# Task brief
Restate every record exactly as it is written, while omitting the pictures it holds.
Source material Start Marker
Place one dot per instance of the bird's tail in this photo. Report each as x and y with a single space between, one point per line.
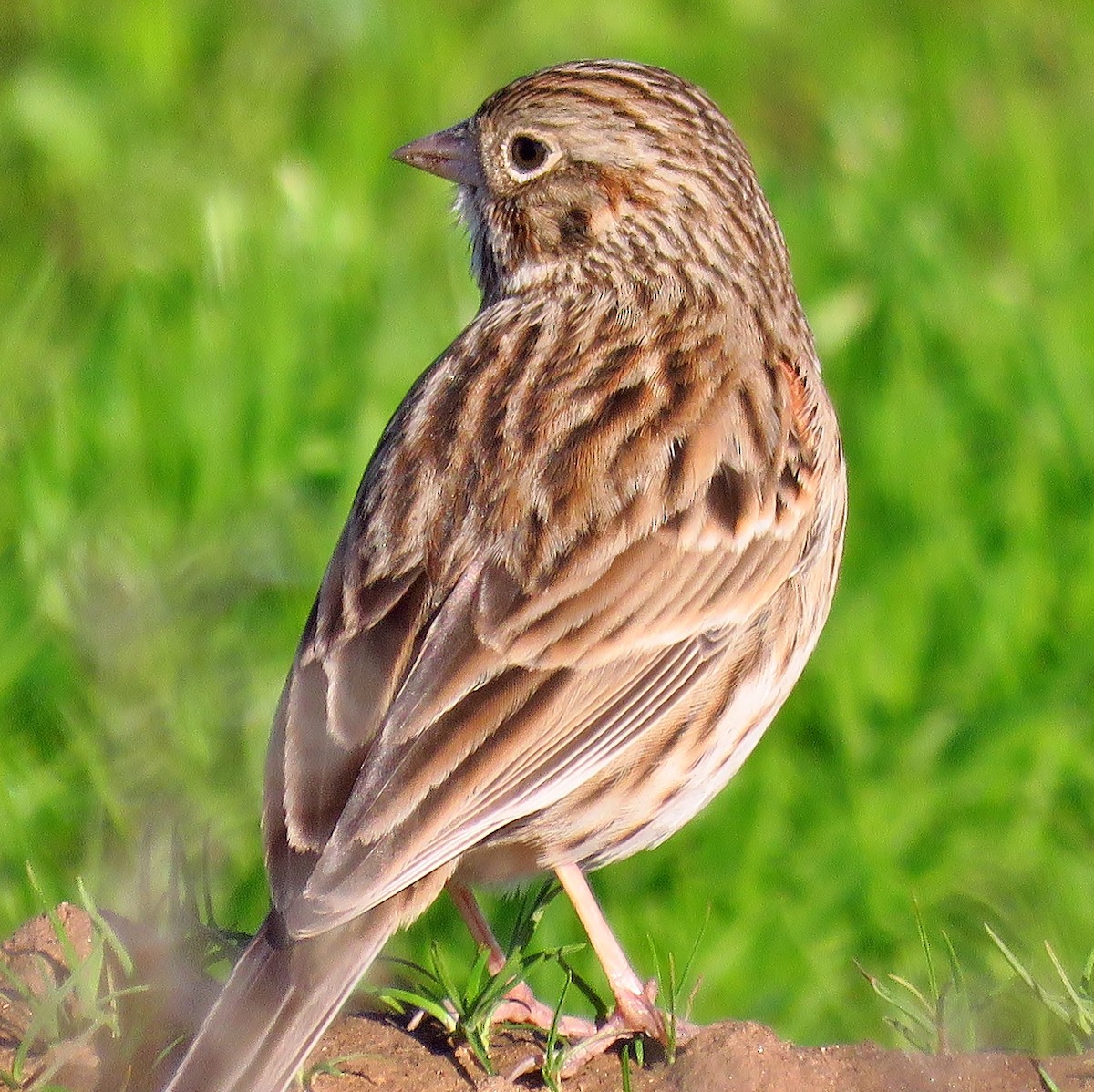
277 1004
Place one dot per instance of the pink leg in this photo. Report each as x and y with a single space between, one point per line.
635 1011
520 1004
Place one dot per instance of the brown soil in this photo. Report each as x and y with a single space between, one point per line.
381 1054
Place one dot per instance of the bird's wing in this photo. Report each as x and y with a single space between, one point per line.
413 740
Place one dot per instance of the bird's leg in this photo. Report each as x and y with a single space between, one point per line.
520 1005
635 1011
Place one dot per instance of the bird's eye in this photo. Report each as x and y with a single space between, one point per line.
528 154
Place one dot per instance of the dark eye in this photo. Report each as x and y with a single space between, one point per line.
528 153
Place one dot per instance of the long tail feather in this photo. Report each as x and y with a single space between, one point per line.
277 1004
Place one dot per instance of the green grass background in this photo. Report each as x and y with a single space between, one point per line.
214 288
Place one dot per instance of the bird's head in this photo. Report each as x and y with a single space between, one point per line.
604 173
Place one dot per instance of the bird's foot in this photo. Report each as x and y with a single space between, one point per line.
520 1005
635 1015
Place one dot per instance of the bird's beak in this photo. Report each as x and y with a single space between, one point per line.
451 153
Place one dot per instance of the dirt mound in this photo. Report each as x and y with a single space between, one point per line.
378 1053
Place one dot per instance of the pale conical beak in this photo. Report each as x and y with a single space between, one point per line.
451 153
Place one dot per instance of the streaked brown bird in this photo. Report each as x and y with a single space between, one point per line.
586 563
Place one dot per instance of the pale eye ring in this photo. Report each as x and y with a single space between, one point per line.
526 153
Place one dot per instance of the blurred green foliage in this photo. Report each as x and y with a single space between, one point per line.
214 288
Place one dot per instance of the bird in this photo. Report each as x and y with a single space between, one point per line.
589 560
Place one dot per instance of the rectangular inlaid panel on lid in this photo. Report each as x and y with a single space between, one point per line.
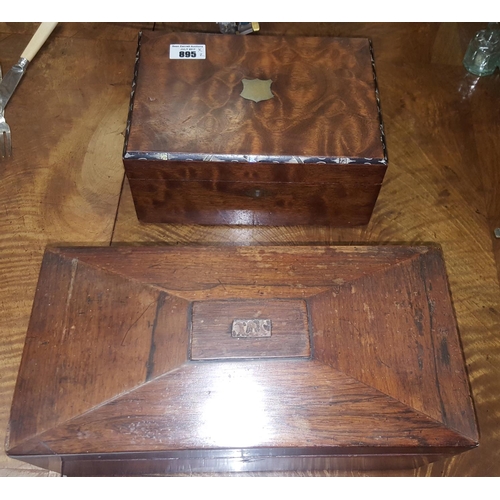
258 130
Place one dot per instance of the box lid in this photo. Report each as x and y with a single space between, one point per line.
332 349
322 105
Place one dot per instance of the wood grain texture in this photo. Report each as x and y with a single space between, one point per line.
66 116
441 186
263 194
324 108
324 97
95 393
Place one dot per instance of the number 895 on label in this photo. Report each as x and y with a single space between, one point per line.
178 51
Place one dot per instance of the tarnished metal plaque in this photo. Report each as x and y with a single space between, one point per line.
257 90
251 328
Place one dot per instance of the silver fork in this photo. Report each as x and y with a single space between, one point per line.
5 142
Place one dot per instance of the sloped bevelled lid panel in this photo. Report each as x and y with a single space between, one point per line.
135 348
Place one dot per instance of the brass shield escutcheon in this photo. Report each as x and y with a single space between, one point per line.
257 90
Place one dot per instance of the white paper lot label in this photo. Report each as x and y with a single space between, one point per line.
178 51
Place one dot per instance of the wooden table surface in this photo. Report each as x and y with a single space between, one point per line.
65 183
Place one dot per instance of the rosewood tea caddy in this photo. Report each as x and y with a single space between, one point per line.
166 360
254 130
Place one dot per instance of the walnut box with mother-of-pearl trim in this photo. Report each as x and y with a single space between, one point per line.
254 130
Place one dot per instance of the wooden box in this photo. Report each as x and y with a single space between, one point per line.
184 360
199 150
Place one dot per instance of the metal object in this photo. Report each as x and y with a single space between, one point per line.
251 328
7 87
257 90
11 80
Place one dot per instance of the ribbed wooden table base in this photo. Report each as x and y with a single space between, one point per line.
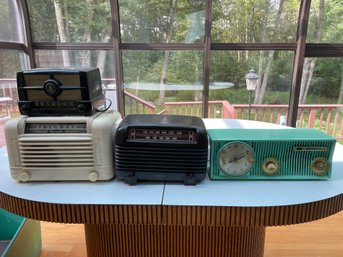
125 240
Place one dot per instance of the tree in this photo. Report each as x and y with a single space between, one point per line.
310 63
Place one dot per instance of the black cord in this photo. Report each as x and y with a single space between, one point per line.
108 107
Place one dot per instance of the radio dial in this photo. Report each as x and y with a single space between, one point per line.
236 159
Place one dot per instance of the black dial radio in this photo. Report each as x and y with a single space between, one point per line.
161 147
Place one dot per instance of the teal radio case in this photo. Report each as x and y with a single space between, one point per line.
293 153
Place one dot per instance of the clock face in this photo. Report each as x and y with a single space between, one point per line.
236 159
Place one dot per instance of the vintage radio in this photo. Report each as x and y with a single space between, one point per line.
162 148
63 148
51 92
270 154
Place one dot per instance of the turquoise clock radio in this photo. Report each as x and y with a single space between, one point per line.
270 154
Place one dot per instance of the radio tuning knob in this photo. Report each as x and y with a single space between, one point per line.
81 108
24 176
52 87
270 166
25 109
93 176
320 166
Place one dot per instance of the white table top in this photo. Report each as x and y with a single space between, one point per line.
207 193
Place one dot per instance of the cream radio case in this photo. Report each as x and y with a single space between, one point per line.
61 148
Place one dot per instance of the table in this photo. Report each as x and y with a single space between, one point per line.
213 218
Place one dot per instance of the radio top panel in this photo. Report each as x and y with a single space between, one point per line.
59 91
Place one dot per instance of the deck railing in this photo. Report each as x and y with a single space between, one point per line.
328 118
135 104
325 117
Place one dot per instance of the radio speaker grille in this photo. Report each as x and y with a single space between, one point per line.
38 153
155 159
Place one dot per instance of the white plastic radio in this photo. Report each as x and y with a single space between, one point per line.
61 148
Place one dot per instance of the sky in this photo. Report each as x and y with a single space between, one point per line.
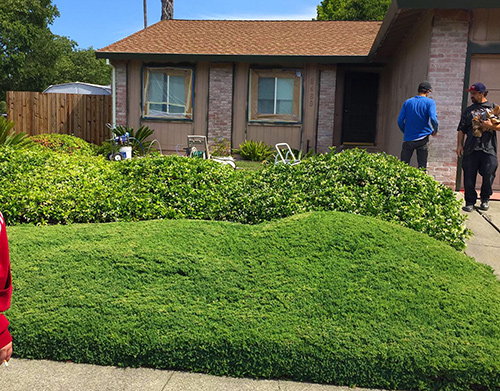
98 23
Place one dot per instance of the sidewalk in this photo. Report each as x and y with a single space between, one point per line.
40 375
484 246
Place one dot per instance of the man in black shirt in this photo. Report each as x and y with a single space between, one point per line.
480 150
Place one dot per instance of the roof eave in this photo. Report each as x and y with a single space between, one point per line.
233 58
447 4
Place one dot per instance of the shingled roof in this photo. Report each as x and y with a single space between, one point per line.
250 38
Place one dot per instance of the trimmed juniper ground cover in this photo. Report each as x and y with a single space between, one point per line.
343 269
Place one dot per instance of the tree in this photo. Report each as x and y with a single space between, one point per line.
32 58
167 9
23 28
352 9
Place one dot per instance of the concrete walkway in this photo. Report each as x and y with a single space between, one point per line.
40 375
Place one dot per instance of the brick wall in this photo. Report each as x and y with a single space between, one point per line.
220 102
447 63
326 109
121 92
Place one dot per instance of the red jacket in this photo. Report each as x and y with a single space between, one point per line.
5 284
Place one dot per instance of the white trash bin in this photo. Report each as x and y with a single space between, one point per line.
126 152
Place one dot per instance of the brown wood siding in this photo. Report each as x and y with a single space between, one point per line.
273 134
240 104
399 81
484 68
310 96
134 91
485 25
83 116
170 134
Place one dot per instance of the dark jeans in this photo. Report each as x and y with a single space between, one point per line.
422 147
486 165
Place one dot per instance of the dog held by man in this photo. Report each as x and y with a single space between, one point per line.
478 126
Source material End Marker
# Problem solution
Place one dot per instance of the bird's tail in this photo. Report each as x and y with a single space between, one point per line.
277 1004
Place one dot per instance of the pink leg in this photo. Report each as x and y with a single space between, one point per line.
635 1011
520 1004
Place one dot per instance of the brown soil in this photo. Report each as x and y with a single space between, one point per line.
381 1054
Place one dot per instance of the bird's wing in this photo. Report each as x and y with a single space between, one point per line.
413 740
Place one dot per instance of the bird's leg in this photo. Report each as x and y with a single space between, one point per line.
520 1005
635 1011
Place one dot per instance of the bird's eye in this photo. Report each as x and y with a single space between, one point per line.
528 154
Place one dot per instance of the dark eye in this photo. Report each as x and y with a single space between, one point per line.
528 153
Place one dot per instance of the long tail feather in this photo. Report each as x and y with a single space between, one point per line.
277 1004
Place one dot per instance of the green grass background in this photo. Report each as x and y with a single space between, one point per line.
214 288
Place one dot per instance of the bird's head in this photo. Report each as x and y with a single space between, one point per line.
604 173
Place one dot per instance of the bird's foot in this photo. Report each as x and y with a single space between, one point per line.
520 1005
635 1015
Place one dot per instance of the bird's beak in this photo. Report each as x and y with a single space between, one point per line.
451 153
Place one dot per instance of the dirt mound in this photo. Report each as x and y with a single space between, one point per line.
378 1053
Place one dot per instance of the pale conical beak in this photo. Report each as x and y with a single space between, one point per line.
451 153
Place one dot per instance of the streaked brown bird in this photo. Report each as x and y with a single space between, one point per line.
586 563
Place one dot per instance of the pale eye ring in this photo. Report each as x and y with a single space between, one point per line.
526 153
Place one dot per instance of the blurred green foliage in this photo. Report each as x and y with a single space between, one point per line.
214 288
Place one dot per instance of the bird in this photo. Report each as x and y with a single space between, one point per line.
589 560
Place one dot per instance of the rectangular inlaid panel on lid in this photo. Report each as x and y with a single space between, one point per line.
258 130
Place one dot per instance of the box lid in this photo. Report each as x and y with a single space between, one point per line.
332 349
322 105
Place one dot per instance of the wood grain texture in this photo. Report each as x and y with a single space between, one point per line.
66 116
441 186
263 194
324 108
324 97
95 393
Place one dot per instance of the number 895 on label in this photo. Report each as x and y with a single space between, one point per line.
178 51
Place one dot per instance of the tarnished metal plaque in this photo. Report each as x and y with a single space between, one point per line.
257 90
251 328
Place one dot per instance of the silver fork in this photo. Report each as x and y with a single space between, one point per line.
5 142
Place one dot per instance of the sloped bevelled lid panel in this photo. Report each as x and y with a single space between, one point per line.
135 348
Place one dot per instance of the brass shield escutcheon in this photo. Report each as x and y with a single space between, one point per line.
257 90
Place one dot per instance of the white paper lot label in this photo. Report each as x and y with a single space between, one point per line.
178 51
Place one dot per instance of the wooden table surface in this photo. Report each as x and y with a single space between, one point per line.
65 183
Place one dot per instance of the rosewood tea caddy in this photo. Report each as x and y with a single space between, one point per line.
166 360
254 130
Place one dot per instance of the walnut box with mother-of-pearl trim in this photo. Report each as x and y with a single space between, one point per line.
254 130
Place one dot per instance of the wooden box in this photo. Report each as x and y with a single space between, one point per line.
184 360
199 150
Place one dot per instance of the metal object in this photo. Report each as x and y with a single space between, one point per line.
251 328
7 87
257 90
11 80
Place one dot per instance of the ribbed wooden table base in this photo. Report each as x and y with a single space between, one point per line.
125 240
Place one dot per instance of the tree in this photo. Report each as x and y with a single space between, one point per line.
310 63
Place one dot per instance of the black cord in this photo. Report each as x and y with a single space between, one point per line.
108 107
Place one dot per instance of the radio dial in this photo. Report each as x and y with a single space between, one point per line.
236 159
Place one dot per instance of the black dial radio in this photo. Report each as x and y with a single space between, one point per line.
161 147
Place one dot per instance of the teal radio case in this photo. Report each as x and y with a single space between, one point per line.
293 153
Place one dot per instance of the clock face in this photo. Report each as x and y with a single space between, one point per line.
236 159
Place one dot per instance of the vintage radio in this photo. Report each as x and y with a single space between, one point per line.
162 148
63 148
51 92
270 154
Place one dot per instance of the turquoise clock radio in this photo. Report each as x and y with a single space between, one point per line.
270 154
Place one dot per instance of the radio tuning knob in this photo. Report each as x and y with a single space between, one point per line.
81 108
24 176
52 87
270 166
25 109
93 176
320 166
Place one dot per instance of the white table top in this photo. Report each as x and y with a single space between, one point per line.
207 193
Place one dot per instance of the cream radio case in this photo. Report each as x and y with a single space between, one point per line.
61 148
Place one dot per instance of the table in this photo. Report each as x and y with a single space between, one point per line.
213 218
Place one dot per instance of the radio top panel in this photo. Report each as x and y with a single space between, one point per line.
59 91
Place one dot per instance of the deck railing in this photo. Report each as x and y with a single space between, one point per line.
328 118
135 104
325 117
Place one dot per instance of the radio speaker grille in this photo. Report each as x and y with a single space between, one point per line.
38 153
155 159
Place one dot per instance of the white plastic radio in this photo. Report each as x and y with a single space between, one point per line.
61 148
Place one dot per instance of the sky in this photo. Report each as x and y with a single space between, one point per line.
98 23
Place one dot per instance of the sidewalk in this photo. Report each as x and y with a single space between, one point per line.
40 375
484 246
Place one dot per instance of the man in black shirt in this photo. Report each as x and y with a single space between, one point per line.
480 150
Place one dot per instance of the roof eave in this photo. Report each as x and y with a single space between, one point per line.
233 58
447 4
Place one dot per instance of the shingled roof in this photo. Report each as x and y with a single space between, one point per line.
250 38
Place one dot per instance of the trimmed juniper ground cover in this photo. Report each as x and y with a single space between, one point per line.
343 269
Place one dot per instance of the tree in this photo. Report each as x and y with a single space between, one point per line.
32 58
167 9
23 28
352 9
Place one dot per instance of the concrete walkway in this photo. Report each as x and y with a single space between, one point per line.
40 375
Place one dot per instance of the brick wall in this photo. Report each as x and y with a single space between, one point per line.
220 102
447 63
326 109
121 92
Place one dot per instance of the red jacket in this photo. Report each as x and y with a single space between, one point per line.
5 284
Place one dot per instance of the white trash bin in this photo. Report each as x and y with a single space between, one point per line.
126 152
Place one dot per instance of the brown wood siding in this photo. Report each as x and y with a single space between, one point per line.
273 134
240 104
399 81
484 68
310 96
134 91
485 25
83 116
170 134
Place one dot per instance of the dark jeans in this photo. Report each as x and y with a single space between, one point per line.
422 147
486 165
Place one dot per instance of the dog held by man in this photo. Report each as x and y with a single space between, one point per line.
478 126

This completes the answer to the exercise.